◆ **Exercise brief**: Copy the lines below verbatim, but only from the line containing "of the shelf" through the end of the data.

◆ **Record excerpts**:
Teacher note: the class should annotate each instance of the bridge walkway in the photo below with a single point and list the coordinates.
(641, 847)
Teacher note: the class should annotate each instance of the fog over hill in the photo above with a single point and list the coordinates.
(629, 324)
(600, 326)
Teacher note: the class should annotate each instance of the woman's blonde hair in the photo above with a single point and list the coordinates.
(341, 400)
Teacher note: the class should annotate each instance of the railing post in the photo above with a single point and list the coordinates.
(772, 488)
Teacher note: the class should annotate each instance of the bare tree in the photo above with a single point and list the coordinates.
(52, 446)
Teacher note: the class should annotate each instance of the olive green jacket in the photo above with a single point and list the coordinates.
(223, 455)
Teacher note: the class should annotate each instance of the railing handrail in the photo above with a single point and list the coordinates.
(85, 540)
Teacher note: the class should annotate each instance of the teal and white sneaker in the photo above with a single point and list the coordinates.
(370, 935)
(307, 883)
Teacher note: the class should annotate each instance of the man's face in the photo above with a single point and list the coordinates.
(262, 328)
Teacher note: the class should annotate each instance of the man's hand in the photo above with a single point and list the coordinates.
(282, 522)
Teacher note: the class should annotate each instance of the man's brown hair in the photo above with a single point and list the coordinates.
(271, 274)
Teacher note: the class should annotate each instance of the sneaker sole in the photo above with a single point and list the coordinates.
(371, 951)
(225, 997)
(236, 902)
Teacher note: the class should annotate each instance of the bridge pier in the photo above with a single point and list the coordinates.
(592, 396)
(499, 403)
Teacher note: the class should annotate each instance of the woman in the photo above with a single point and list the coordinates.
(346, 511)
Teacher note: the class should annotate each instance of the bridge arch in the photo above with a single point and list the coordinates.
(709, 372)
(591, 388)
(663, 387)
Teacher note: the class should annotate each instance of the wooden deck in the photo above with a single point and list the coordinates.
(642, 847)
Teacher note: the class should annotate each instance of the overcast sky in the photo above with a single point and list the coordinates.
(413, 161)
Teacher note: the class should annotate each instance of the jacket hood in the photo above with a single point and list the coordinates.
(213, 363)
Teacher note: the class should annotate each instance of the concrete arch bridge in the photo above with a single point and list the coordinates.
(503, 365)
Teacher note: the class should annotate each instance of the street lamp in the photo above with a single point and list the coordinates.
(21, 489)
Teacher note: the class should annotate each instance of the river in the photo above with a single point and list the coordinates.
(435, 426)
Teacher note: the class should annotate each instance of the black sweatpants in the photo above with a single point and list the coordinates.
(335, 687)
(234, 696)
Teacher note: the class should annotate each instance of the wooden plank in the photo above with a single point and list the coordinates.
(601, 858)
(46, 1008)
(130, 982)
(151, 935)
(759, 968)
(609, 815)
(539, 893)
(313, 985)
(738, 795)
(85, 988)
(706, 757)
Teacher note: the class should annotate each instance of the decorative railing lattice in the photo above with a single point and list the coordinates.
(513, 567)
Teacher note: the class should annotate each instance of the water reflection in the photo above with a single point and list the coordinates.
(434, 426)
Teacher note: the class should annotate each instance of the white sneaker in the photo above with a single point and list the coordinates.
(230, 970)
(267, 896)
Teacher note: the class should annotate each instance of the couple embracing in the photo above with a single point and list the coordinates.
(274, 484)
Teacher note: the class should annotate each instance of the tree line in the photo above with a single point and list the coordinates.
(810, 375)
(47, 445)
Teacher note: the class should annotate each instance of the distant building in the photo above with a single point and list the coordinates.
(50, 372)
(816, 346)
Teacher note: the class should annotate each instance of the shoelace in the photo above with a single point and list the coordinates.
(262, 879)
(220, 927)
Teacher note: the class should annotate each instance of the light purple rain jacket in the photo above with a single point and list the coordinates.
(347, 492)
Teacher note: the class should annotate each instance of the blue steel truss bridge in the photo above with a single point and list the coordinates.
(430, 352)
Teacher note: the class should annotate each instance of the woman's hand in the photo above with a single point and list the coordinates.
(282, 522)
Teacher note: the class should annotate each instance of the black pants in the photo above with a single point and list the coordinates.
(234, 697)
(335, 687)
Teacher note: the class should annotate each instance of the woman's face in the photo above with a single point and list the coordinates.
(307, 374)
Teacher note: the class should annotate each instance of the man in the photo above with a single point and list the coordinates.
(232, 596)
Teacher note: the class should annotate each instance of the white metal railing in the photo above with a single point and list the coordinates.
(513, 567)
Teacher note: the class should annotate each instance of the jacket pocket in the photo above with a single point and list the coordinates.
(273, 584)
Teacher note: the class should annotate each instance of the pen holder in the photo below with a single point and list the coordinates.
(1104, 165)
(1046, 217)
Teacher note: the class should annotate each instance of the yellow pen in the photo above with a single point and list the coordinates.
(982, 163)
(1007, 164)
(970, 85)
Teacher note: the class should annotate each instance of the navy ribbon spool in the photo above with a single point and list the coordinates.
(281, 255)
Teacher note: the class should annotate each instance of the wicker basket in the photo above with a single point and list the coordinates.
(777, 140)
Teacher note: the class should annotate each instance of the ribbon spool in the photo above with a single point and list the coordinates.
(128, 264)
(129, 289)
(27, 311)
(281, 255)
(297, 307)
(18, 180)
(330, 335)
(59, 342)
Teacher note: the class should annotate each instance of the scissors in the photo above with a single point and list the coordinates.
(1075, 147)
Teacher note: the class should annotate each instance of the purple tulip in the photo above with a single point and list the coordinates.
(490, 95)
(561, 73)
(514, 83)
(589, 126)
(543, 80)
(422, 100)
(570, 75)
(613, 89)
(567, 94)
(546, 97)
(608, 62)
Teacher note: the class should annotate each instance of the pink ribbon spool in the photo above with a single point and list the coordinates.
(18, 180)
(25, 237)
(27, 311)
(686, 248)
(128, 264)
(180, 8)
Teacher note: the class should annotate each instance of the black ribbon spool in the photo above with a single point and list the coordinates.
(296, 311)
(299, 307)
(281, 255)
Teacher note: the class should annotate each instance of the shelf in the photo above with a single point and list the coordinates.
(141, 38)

◆ **Written response**:
Teacher note: the class should annotate each instance of the shelf in the photo above with a single point and list the coordinates.
(141, 38)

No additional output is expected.